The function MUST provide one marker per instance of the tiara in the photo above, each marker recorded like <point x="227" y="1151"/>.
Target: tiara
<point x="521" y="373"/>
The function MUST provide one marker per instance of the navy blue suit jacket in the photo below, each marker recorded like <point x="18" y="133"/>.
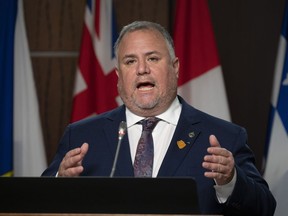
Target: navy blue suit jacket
<point x="250" y="196"/>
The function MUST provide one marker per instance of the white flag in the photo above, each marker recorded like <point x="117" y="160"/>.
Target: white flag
<point x="29" y="155"/>
<point x="276" y="170"/>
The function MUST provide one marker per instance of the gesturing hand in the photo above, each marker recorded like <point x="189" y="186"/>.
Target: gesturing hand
<point x="71" y="164"/>
<point x="220" y="161"/>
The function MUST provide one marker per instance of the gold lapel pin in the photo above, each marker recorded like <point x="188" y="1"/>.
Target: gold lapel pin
<point x="191" y="134"/>
<point x="181" y="144"/>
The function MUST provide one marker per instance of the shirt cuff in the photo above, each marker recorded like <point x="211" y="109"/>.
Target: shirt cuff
<point x="224" y="191"/>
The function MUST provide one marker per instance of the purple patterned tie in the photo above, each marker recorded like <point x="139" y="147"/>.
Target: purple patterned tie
<point x="143" y="164"/>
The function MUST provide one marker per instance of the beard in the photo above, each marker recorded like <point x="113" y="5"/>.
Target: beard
<point x="150" y="106"/>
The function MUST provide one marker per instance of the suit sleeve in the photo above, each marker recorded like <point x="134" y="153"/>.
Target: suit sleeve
<point x="63" y="148"/>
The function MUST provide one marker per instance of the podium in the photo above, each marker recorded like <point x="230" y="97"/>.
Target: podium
<point x="98" y="196"/>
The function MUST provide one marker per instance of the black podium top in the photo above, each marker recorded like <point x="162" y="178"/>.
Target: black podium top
<point x="99" y="195"/>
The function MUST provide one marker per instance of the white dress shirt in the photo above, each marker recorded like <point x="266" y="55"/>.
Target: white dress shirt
<point x="162" y="136"/>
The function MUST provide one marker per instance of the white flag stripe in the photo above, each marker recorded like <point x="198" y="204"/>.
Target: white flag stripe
<point x="207" y="93"/>
<point x="29" y="153"/>
<point x="278" y="70"/>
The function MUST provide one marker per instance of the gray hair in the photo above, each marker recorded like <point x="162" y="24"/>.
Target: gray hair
<point x="139" y="25"/>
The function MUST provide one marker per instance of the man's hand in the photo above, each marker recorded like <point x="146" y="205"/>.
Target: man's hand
<point x="220" y="162"/>
<point x="71" y="164"/>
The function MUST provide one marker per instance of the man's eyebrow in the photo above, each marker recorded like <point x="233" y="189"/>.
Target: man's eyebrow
<point x="146" y="54"/>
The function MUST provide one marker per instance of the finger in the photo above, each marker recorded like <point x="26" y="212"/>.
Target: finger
<point x="215" y="159"/>
<point x="84" y="149"/>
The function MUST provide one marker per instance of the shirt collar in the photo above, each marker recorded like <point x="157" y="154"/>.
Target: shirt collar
<point x="171" y="115"/>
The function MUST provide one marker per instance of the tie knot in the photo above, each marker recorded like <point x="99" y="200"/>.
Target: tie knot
<point x="149" y="123"/>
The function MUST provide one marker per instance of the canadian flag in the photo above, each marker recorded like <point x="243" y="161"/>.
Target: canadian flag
<point x="96" y="82"/>
<point x="200" y="80"/>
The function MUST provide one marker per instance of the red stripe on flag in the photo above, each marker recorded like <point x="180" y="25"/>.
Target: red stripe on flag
<point x="97" y="18"/>
<point x="101" y="92"/>
<point x="194" y="39"/>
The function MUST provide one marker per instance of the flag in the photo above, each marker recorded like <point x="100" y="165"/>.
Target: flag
<point x="28" y="146"/>
<point x="276" y="170"/>
<point x="8" y="11"/>
<point x="200" y="79"/>
<point x="95" y="88"/>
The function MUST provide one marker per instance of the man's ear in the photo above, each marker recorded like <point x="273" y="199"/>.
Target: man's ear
<point x="176" y="66"/>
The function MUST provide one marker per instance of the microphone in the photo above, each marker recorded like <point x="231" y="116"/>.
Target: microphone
<point x="121" y="132"/>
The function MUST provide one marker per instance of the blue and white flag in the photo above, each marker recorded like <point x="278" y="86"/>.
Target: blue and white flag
<point x="21" y="139"/>
<point x="276" y="170"/>
<point x="8" y="11"/>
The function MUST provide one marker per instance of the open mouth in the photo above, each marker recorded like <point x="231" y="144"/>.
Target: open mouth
<point x="145" y="86"/>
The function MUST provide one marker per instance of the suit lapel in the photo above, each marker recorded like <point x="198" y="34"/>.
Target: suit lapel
<point x="124" y="164"/>
<point x="182" y="142"/>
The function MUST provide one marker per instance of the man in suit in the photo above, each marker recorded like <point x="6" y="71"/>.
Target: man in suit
<point x="187" y="142"/>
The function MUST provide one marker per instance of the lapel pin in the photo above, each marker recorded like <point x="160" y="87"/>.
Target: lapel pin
<point x="181" y="144"/>
<point x="191" y="134"/>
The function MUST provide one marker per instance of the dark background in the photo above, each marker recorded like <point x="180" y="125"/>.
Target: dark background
<point x="246" y="31"/>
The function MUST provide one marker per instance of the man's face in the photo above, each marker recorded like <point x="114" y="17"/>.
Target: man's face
<point x="147" y="76"/>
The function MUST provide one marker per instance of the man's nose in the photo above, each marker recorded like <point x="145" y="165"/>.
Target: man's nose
<point x="143" y="67"/>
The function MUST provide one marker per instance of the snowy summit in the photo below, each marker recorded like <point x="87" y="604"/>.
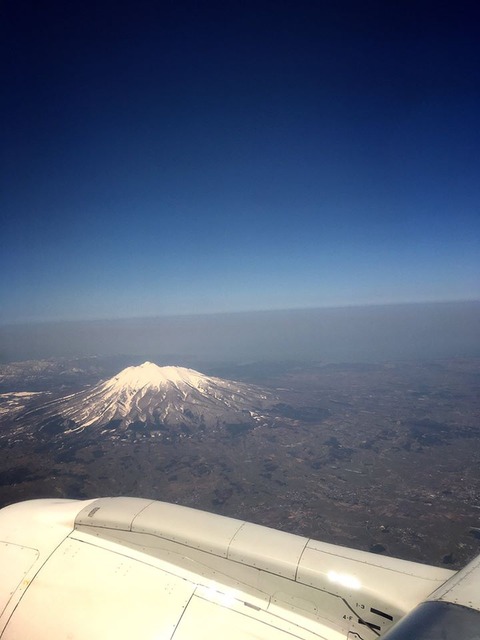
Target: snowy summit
<point x="159" y="398"/>
<point x="149" y="374"/>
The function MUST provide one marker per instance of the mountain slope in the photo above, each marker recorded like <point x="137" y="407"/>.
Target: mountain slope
<point x="156" y="397"/>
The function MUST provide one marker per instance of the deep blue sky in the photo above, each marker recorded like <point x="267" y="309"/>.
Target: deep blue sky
<point x="194" y="157"/>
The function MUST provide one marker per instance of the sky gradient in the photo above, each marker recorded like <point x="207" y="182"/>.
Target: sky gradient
<point x="189" y="157"/>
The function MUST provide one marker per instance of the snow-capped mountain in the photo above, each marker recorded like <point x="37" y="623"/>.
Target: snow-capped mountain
<point x="156" y="397"/>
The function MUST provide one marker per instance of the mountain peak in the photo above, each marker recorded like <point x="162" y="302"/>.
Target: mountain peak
<point x="149" y="374"/>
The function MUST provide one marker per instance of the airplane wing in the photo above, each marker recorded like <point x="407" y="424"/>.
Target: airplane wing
<point x="132" y="568"/>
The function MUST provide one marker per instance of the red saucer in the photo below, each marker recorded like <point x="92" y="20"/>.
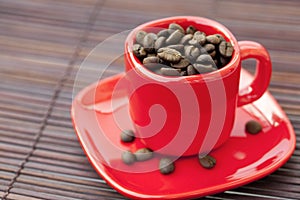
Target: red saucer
<point x="242" y="159"/>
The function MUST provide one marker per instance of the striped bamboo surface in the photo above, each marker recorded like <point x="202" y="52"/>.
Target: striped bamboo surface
<point x="43" y="43"/>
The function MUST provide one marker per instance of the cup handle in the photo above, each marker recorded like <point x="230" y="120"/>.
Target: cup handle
<point x="260" y="83"/>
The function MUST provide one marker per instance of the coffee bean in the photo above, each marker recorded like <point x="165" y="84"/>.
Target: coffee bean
<point x="174" y="26"/>
<point x="174" y="38"/>
<point x="143" y="154"/>
<point x="171" y="51"/>
<point x="185" y="39"/>
<point x="169" y="55"/>
<point x="191" y="70"/>
<point x="127" y="136"/>
<point x="149" y="41"/>
<point x="202" y="68"/>
<point x="207" y="161"/>
<point x="160" y="42"/>
<point x="253" y="127"/>
<point x="194" y="42"/>
<point x="139" y="51"/>
<point x="190" y="30"/>
<point x="200" y="37"/>
<point x="183" y="63"/>
<point x="166" y="166"/>
<point x="213" y="39"/>
<point x="191" y="52"/>
<point x="225" y="49"/>
<point x="205" y="59"/>
<point x="163" y="33"/>
<point x="178" y="47"/>
<point x="224" y="61"/>
<point x="152" y="59"/>
<point x="209" y="48"/>
<point x="213" y="54"/>
<point x="139" y="37"/>
<point x="128" y="157"/>
<point x="166" y="71"/>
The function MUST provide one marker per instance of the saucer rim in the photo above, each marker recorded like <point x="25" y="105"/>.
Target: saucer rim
<point x="100" y="168"/>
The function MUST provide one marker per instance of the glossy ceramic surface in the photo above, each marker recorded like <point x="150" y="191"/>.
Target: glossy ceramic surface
<point x="191" y="102"/>
<point x="242" y="159"/>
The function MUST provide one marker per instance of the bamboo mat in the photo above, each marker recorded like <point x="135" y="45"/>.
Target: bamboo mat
<point x="43" y="43"/>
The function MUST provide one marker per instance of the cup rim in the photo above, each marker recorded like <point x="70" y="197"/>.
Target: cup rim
<point x="225" y="71"/>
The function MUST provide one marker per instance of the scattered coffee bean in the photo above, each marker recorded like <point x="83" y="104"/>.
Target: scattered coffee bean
<point x="160" y="42"/>
<point x="169" y="55"/>
<point x="253" y="127"/>
<point x="174" y="38"/>
<point x="127" y="136"/>
<point x="183" y="63"/>
<point x="166" y="71"/>
<point x="207" y="161"/>
<point x="143" y="154"/>
<point x="182" y="52"/>
<point x="226" y="49"/>
<point x="166" y="166"/>
<point x="185" y="39"/>
<point x="140" y="37"/>
<point x="213" y="39"/>
<point x="128" y="157"/>
<point x="174" y="26"/>
<point x="191" y="70"/>
<point x="191" y="30"/>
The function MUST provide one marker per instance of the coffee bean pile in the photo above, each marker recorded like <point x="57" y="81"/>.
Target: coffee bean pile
<point x="178" y="52"/>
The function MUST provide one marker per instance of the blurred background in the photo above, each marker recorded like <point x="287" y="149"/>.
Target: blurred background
<point x="42" y="46"/>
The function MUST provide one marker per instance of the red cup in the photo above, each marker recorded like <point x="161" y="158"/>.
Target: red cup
<point x="189" y="115"/>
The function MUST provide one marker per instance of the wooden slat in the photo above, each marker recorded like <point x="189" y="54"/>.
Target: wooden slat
<point x="42" y="45"/>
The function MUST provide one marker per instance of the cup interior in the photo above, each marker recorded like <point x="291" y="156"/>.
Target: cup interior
<point x="202" y="24"/>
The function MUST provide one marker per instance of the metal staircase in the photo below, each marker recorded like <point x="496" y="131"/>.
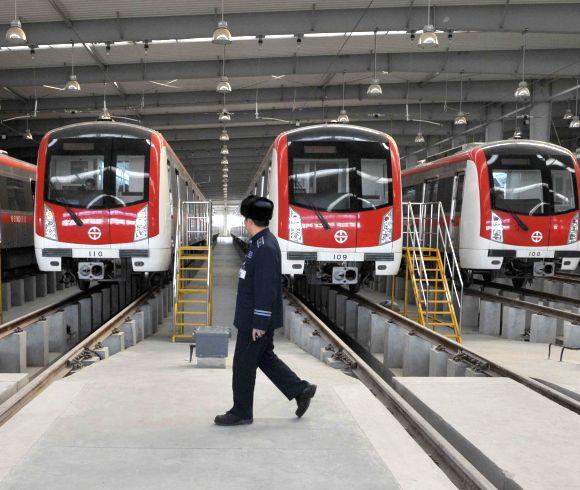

GIVEN REQUEST:
Gather every line from the rows above that contains the word "sleeve" and copy each such line in full.

SOLUTION BELOW:
The function MUST provide one marker per instance of the suit sleeve in the photo above, each marker recorded like <point x="134" y="153"/>.
Target: suit sleeve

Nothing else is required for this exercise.